(BRANO DI LETTURA)
LE 13 MOSSE DELL'ARTE DI EDUCARE
5. PARLARE
La
parola è fondamentale per tre motivi.
Primo:
perché è grazie ad essa che aiutiamo il bambino a costruirsi
la prima immagine di sé.
Se diciamo al piccolo: 'Sei meraviglioso!', il bambino
penserà d'essere tale.
Se gli diciamo: 'Non sei capace a far niente!', il
bambino si convincerà d'essere un buono a nulla.
Una volta il professor Leo Buscaglia volle fare un esperimento
con i suoi studenti universitari d'America.
Li invitò a buttare drasticamente nel cestino della
cartastraccia tutte le parole tristi, negative, invalidanti, per
sostituirle esclusivamente con parole positive, dolci, serene,
rassicuranti.
Accaddero cose fantastiche: l'atmosfera dell'ambiente cambiò in
modo radicale. Persino studiare divenne simpatico!
Secondo:
la parola è fondamentale perché sono le parole che trasmettono
pensieri, sentimenti, valori.
Vi è un abisso tra un ragazzo che sente sempre e solo 'mangiare',
'bere', 'vestire' e quello che sente anche 'dovere',
'rinuncia', 'amore', 'giustizia', 'Dio'.
Il primo penserà che nella vita basti diventare 'grosso' il
secondo si sentirà stimolato a diventare anche 'grande'.

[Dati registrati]
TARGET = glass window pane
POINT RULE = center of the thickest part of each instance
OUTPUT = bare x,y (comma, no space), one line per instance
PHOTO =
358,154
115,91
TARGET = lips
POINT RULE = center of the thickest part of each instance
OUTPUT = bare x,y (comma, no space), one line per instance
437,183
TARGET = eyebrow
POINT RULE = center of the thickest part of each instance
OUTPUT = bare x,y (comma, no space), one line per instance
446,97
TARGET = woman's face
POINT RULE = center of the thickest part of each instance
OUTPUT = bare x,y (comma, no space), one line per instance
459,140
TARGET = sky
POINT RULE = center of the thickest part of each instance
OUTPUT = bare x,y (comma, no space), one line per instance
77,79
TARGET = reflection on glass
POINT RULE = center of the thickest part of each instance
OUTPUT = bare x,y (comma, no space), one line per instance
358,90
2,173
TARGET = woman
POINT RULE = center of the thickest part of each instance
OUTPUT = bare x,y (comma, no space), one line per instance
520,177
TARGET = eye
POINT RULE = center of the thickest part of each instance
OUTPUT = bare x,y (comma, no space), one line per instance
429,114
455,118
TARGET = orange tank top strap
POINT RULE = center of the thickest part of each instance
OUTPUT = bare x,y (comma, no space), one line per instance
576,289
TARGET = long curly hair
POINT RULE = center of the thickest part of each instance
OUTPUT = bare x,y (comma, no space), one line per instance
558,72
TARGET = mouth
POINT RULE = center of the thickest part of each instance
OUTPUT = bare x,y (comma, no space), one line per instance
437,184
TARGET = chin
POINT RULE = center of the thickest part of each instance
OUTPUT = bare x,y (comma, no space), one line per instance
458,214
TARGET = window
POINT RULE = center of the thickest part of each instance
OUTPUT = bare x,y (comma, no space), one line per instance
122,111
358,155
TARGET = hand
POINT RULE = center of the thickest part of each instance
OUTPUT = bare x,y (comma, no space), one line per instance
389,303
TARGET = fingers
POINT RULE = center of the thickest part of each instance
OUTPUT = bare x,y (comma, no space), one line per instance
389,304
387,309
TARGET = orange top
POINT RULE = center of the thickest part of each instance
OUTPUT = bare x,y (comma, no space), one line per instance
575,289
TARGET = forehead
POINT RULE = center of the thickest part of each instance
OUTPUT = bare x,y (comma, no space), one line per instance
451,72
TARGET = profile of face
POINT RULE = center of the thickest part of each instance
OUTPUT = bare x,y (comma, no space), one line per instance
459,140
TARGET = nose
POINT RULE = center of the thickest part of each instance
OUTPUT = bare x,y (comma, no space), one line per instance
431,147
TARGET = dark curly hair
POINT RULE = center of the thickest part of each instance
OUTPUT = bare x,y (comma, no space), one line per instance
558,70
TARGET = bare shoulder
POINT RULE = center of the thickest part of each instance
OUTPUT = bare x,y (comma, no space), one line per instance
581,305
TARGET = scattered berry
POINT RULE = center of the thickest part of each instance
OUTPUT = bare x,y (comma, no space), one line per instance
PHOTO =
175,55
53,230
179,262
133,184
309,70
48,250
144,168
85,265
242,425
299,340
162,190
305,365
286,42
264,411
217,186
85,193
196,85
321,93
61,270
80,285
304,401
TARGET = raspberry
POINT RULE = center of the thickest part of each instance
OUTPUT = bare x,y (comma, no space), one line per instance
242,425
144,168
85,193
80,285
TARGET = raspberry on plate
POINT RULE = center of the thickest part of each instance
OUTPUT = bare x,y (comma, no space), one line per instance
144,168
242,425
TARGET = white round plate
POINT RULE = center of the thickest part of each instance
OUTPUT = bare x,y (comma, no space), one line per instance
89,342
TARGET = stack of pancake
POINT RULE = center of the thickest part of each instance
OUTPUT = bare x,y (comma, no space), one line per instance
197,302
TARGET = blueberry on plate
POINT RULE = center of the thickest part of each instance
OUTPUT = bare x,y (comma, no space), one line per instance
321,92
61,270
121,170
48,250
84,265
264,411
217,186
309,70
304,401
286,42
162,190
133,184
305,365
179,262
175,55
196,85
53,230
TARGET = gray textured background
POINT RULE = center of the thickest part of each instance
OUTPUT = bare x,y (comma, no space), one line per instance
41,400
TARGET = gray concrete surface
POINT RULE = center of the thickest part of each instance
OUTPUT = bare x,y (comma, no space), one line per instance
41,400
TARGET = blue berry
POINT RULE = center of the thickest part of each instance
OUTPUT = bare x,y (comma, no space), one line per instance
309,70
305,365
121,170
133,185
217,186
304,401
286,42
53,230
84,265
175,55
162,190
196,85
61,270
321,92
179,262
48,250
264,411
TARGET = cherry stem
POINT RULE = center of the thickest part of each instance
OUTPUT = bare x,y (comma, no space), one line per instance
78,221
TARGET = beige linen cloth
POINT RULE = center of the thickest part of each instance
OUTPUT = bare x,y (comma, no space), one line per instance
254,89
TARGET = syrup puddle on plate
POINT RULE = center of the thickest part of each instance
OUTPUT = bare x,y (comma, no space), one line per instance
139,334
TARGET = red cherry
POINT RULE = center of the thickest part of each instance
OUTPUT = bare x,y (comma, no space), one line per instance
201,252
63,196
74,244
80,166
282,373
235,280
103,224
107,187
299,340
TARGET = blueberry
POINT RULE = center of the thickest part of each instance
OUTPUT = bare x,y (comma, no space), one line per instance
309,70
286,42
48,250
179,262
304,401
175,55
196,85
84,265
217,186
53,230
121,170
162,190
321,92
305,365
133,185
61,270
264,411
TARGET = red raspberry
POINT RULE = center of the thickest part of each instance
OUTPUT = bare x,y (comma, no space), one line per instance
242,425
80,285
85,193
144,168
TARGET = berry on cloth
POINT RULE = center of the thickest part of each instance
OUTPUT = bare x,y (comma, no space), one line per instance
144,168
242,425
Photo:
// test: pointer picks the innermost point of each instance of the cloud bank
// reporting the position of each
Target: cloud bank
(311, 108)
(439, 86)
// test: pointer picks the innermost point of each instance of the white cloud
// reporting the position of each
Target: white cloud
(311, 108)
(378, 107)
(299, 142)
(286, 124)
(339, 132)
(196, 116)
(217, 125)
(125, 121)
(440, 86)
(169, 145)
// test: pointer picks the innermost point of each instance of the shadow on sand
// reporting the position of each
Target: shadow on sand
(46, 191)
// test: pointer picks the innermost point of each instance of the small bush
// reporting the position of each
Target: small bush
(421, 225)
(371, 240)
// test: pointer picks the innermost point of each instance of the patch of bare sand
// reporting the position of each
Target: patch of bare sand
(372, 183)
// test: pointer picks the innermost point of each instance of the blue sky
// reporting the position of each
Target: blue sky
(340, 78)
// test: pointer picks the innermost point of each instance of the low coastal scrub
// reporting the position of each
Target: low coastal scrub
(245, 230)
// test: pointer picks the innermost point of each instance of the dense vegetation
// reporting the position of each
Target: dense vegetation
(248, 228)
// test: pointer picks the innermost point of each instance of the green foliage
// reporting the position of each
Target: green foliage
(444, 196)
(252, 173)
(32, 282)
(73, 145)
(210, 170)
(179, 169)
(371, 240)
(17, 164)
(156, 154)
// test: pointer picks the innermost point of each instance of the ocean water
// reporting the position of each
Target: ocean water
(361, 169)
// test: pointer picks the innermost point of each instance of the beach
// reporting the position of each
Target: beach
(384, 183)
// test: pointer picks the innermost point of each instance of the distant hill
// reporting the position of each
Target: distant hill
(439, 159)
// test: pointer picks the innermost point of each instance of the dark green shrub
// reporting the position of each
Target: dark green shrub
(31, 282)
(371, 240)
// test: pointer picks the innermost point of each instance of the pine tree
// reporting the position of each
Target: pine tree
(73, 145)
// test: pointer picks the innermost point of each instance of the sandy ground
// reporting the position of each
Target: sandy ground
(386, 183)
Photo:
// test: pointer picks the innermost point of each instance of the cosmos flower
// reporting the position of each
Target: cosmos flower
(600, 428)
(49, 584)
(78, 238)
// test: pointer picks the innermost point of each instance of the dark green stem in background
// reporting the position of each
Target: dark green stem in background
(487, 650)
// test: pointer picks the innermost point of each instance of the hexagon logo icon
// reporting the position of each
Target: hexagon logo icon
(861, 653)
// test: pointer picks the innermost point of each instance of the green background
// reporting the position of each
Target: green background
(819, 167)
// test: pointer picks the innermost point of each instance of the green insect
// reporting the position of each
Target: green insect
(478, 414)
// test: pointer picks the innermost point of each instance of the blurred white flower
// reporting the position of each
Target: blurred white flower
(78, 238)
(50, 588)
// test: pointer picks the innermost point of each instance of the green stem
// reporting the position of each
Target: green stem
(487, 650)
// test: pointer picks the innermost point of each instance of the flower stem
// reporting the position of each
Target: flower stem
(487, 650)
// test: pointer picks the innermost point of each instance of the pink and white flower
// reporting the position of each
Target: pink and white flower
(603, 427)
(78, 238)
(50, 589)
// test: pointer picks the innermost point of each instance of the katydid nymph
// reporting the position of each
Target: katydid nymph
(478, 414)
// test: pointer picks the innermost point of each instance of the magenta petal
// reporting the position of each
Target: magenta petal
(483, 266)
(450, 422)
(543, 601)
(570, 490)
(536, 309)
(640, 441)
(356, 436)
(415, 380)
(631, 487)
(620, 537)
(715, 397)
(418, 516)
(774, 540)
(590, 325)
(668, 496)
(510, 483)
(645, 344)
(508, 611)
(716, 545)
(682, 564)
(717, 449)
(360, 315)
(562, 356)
* * *
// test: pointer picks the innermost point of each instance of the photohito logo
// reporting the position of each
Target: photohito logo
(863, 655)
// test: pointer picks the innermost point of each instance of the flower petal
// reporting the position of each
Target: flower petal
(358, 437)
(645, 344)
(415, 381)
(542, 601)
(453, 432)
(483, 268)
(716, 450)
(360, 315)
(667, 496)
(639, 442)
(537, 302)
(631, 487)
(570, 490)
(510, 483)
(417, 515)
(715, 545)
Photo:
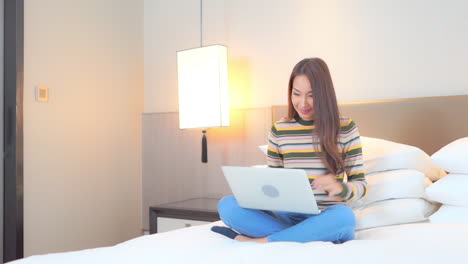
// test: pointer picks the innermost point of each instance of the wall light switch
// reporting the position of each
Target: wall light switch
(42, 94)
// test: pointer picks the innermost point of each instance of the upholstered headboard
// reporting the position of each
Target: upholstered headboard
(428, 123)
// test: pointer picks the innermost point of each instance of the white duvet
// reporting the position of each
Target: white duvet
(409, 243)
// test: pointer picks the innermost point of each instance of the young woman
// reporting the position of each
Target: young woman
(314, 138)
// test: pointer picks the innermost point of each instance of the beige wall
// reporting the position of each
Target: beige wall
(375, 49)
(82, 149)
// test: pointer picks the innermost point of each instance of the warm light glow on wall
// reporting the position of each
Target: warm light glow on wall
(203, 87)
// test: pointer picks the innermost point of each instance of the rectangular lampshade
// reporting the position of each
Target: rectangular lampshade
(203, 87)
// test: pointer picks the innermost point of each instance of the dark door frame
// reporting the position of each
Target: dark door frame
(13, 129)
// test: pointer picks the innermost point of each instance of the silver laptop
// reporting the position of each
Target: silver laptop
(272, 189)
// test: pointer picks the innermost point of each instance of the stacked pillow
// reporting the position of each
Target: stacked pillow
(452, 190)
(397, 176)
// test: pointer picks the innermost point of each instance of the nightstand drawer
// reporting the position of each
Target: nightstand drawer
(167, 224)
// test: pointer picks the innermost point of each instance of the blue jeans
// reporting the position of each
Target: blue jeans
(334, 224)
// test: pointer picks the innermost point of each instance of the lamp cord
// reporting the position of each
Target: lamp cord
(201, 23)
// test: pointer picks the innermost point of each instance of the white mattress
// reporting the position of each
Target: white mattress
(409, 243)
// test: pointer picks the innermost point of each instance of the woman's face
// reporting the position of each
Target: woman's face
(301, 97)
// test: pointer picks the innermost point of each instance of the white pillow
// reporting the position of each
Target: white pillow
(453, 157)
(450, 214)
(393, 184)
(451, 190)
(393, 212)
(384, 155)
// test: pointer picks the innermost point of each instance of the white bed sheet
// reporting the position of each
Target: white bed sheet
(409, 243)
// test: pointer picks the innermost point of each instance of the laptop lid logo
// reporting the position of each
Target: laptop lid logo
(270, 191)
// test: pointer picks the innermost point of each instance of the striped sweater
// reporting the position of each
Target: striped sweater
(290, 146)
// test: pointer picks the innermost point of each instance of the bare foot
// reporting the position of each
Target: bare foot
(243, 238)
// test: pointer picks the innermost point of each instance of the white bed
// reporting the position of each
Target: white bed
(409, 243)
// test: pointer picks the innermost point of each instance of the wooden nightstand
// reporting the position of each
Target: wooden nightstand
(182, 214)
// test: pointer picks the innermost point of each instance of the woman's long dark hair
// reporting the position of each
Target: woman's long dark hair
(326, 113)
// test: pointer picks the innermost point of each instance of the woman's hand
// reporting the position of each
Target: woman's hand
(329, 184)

(CONSEGNA SCRITTA A) Trascrivi fedelmente il brano sull'arte di educare, partendo da "Accaddero cose fantastiche: l'atmosfera" e terminando con "diventare anche 'grande'.".
(CONSEGNA SCRITTA B) Riporta ogni riga dell'elenco in cui compare la stringa "rectangular", distinguendo tra maiuscole e minuscole.

(RISPOSTA COMPLETA A)
Accaddero cose fantastiche: l'atmosfera dell'ambiente cambiò in
modo radicale. Persino studiare divenne simpatico!
Secondo:
la parola è fondamentale perché sono le parole che trasmettono
pensieri, sentimenti, valori.
Vi è un abisso tra un ragazzo che sente sempre e solo 'mangiare',
'bere', 'vestire' e quello che sente anche 'dovere',
'rinuncia', 'amore', 'giustizia', 'Dio'.
Il primo penserà che nella vita basti diventare 'grosso' il
secondo si sentirà stimolato a diventare anche 'grande'.

(RISPOSTA COMPLETA B)
// test: pointer picks the innermost point of each instance of the rectangular lampshade
Target: rectangular lampshade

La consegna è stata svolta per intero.